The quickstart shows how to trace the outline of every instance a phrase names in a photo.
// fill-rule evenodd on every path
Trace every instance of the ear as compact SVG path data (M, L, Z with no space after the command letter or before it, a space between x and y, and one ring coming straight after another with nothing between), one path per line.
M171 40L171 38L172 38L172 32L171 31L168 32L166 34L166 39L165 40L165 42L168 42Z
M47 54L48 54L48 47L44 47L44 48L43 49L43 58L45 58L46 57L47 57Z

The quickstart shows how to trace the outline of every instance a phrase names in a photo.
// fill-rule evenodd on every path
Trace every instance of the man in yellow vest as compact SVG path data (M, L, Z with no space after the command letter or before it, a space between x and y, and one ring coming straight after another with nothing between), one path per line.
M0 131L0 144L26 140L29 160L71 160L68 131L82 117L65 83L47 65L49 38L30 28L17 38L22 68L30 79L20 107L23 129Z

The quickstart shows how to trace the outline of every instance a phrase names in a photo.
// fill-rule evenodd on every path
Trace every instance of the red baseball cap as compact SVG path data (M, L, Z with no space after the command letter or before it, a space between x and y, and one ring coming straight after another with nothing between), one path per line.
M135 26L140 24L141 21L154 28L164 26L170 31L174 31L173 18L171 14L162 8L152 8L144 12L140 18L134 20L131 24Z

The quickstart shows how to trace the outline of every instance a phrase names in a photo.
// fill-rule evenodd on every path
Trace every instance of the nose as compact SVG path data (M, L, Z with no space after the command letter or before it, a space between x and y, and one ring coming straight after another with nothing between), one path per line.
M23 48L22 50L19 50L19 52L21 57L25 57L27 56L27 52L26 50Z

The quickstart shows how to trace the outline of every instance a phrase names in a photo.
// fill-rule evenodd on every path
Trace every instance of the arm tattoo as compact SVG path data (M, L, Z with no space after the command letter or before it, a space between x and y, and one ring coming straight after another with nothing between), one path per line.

WHAT IS EXPECTED –
Recast every line of the entries above as a numbered list, leaving out the blank lines.

TASK ANSWER –
1. The quickstart shows how to trace the outline of every instance a phrase names in a photo.
2. // fill-rule evenodd on every path
3. Trace every instance of the ear as compact SVG path data (M, L, Z with no space after the command letter or before it, a space between x and y, and one ring coming straight after another with nothing between), one path per line.
4. M171 40L171 38L172 38L172 32L171 31L168 32L166 34L166 39L165 40L165 42L168 42Z
5. M47 54L48 54L48 47L44 47L44 48L43 49L43 58L45 58L46 57L47 57Z
6. The quickstart shows how to trace the outline of every instance a phrase names in a photo.
7. // fill-rule evenodd on every path
8. Trace every instance of the man in yellow vest as compact SVG path data (M, L, Z with no space after the command letter or before it, a space between x and y, and one ring coming straight after another with nothing between), one path per line.
9. M0 131L0 144L26 140L29 160L71 160L68 131L82 117L65 83L47 65L49 38L30 28L17 38L22 68L30 79L20 107L23 129Z
10. The quickstart shows how to trace the outline of every instance a phrase names in a photo.
11. // fill-rule evenodd on every path
12. Trace every instance of the red baseball cap as compact SVG path data (M, L, Z with no space after the command letter or before it, a space between x and y, and one ring coming straight after another with nothing between), one path per line.
13. M135 26L140 24L141 21L154 28L164 26L170 31L174 31L173 18L171 14L162 8L152 8L144 12L140 18L134 20L131 24Z
14. The quickstart shows how to trace the outline of every instance a phrase names in a photo.
15. // fill-rule evenodd on every path
16. Trace every instance of the nose as compact SVG path data (M, L, Z with no space after the command letter or before it, a space between x and y, and one ring coming straight after another with nothing between), one path per line.
17. M23 48L22 50L19 50L19 52L21 57L25 57L27 56L27 52L26 50Z
18. The quickstart shows how to trace the outline of every instance a phrase names in a photo.
19. // fill-rule evenodd on every path
20. Trace every instance of the arm tattoo as compact SVG path data (M, L, Z with no space after the command letter or before it, a space between x and y, and one ring coming straight after another with nothing between), one path per line.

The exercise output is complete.